**Extract:**
The cost to his freedom, following the murder of both parents and his ten-year-old brother, is just five years of internment and three years of supervised release. The young boy from Elche, who turns 16 in a few days time, will be free at the age of 21, with no criminal record.
The minor, who has confessed to the murder of his parents and his brother, will be prevented by the law, however, from inheriting the family’s possessions
The sentence is the maximum that a juvenile court can pass on the adolescent for a crime that has shocked the province and has once again raised the old controversies about the Minors’ Law in Spain.
If a person over 18 years of age had committed the same crimes, the sentence imposed would be life in prison. In the case of minors, at the age of 21 they are freed without any form of criminal record, in order to facilitate their social rehabilitation.
On Sunday (20 February) it was a week since a court ordered the internment of the 15-year-old boy who confessed to having killed his parents and his 10-year-old brother with a shotgun. As he admitted in his statement to the police, on Tuesday, February 8, he first shot his mother while she was sitting on a sofa after an argument over his school grades.
Next, he killed his ten-year-old brother who ran into the room alerted by the sound of gunfire. And finally, he waited for four hours for his father to return from work to greet him with the shotgun.

**Problem set:**
1/ According to the report on the Elche case, at what age will the minor be freed?
2/ List each person the minor killed, as named in the report on the Elche case.
3/ Copy from the report on the Elche case, word for word, the passage starting at "The cost to" and ending at "Law in Spain.".
The lines that follow bear no relation to the report on the Elche case.

**Dataset records:**
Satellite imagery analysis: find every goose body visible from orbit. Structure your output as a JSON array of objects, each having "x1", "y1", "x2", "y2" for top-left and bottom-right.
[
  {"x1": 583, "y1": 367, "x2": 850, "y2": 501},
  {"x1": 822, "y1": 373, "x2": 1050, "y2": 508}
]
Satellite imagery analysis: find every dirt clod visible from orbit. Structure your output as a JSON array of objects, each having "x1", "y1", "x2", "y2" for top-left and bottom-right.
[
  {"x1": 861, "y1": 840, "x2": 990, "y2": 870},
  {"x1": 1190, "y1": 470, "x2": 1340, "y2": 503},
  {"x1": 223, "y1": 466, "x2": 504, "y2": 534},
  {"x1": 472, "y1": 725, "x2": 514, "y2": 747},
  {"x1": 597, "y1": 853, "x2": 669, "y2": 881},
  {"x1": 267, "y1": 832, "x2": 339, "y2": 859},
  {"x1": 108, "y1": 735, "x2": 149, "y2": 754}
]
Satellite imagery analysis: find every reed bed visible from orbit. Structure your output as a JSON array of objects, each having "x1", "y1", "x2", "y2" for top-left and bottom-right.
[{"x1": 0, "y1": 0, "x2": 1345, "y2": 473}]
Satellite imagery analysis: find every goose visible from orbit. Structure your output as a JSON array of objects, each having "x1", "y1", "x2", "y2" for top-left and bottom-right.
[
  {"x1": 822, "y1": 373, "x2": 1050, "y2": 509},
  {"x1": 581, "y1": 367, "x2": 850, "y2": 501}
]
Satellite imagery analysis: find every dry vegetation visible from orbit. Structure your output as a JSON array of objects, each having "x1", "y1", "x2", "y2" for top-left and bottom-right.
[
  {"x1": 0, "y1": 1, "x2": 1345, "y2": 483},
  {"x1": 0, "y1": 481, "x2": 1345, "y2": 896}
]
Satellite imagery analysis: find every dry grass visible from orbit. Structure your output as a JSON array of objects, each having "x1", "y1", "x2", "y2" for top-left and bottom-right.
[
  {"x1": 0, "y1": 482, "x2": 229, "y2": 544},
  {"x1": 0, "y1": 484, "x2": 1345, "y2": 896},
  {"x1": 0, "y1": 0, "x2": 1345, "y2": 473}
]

--

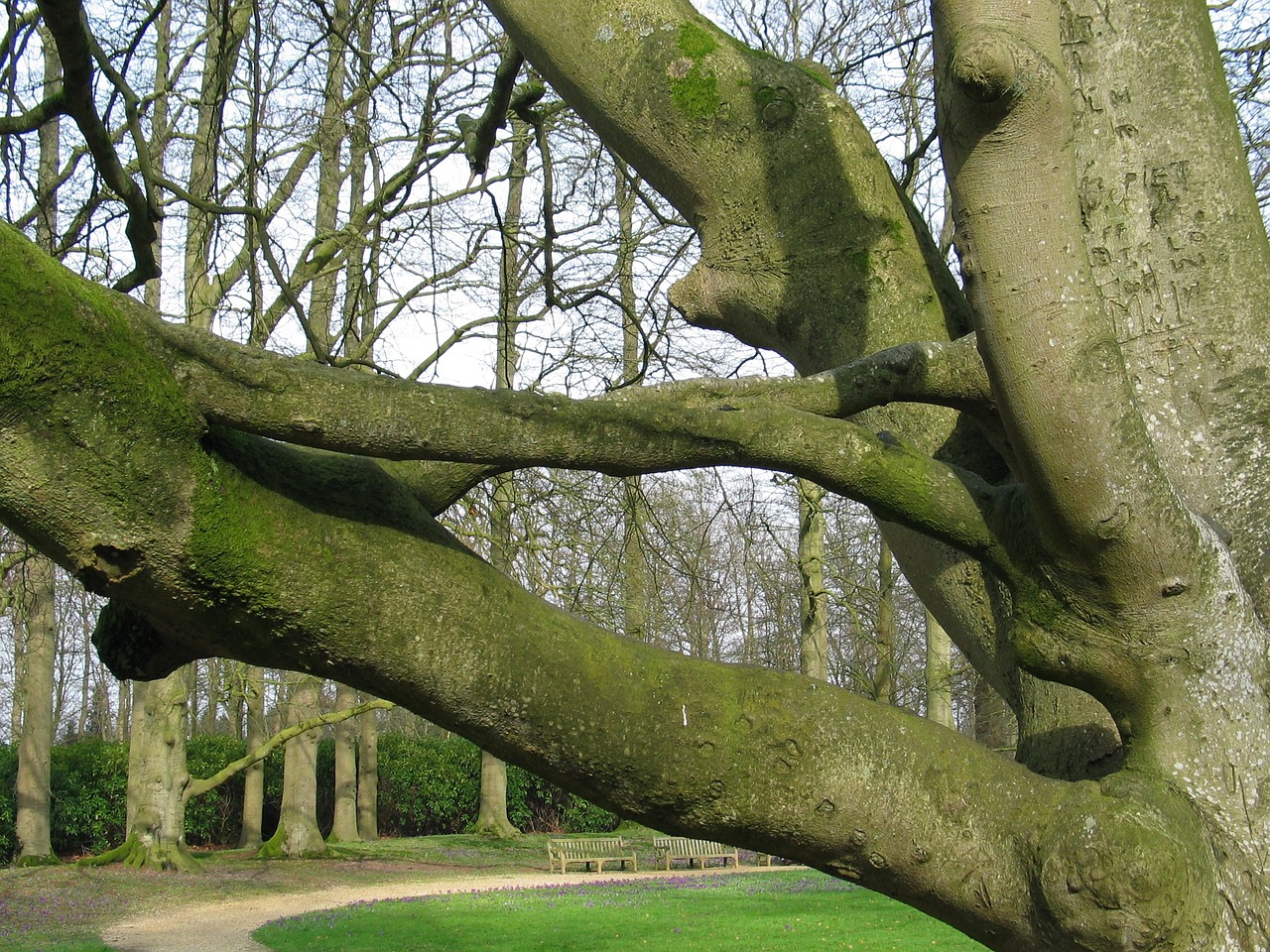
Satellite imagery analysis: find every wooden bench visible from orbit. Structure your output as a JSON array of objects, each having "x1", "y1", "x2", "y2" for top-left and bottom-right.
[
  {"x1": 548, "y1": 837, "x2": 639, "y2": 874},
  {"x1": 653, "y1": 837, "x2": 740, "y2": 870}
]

--

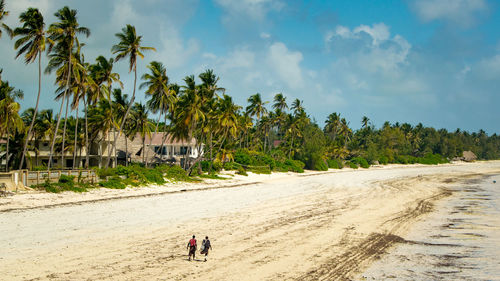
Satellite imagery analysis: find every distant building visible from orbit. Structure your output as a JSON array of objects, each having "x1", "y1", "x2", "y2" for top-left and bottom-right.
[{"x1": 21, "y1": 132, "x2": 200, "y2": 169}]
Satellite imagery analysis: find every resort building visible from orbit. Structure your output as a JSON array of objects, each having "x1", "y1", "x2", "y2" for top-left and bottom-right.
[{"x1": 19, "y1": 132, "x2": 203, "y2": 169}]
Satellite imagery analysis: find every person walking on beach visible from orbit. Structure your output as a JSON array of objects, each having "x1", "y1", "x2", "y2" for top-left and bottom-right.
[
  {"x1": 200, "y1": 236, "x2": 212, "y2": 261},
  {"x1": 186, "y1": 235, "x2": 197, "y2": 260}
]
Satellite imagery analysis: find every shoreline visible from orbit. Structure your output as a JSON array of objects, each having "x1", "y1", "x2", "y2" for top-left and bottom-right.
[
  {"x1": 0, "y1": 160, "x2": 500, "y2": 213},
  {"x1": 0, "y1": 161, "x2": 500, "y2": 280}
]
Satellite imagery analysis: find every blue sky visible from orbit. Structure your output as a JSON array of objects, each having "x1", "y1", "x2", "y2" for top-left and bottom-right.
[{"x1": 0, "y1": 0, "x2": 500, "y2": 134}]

**Answer section:**
1/ He will be freed at the age of 21, with no criminal record.

2/ His mother, his ten-year-old brother, and his father.

3/
The cost to his freedom, following the murder of both parents and his ten-year-old brother, is just five years of internment and three years of supervised release. The young boy from Elche, who turns 16 in a few days time, will be free at the age of 21, with no criminal record.
The minor, who has confessed to the murder of his parents and his brother, will be prevented by the law, however, from inheriting the family’s possessions
The sentence is the maximum that a juvenile court can pass on the adolescent for a crime that has shocked the province and has once again raised the old controversies about the Minors’ Law in Spain.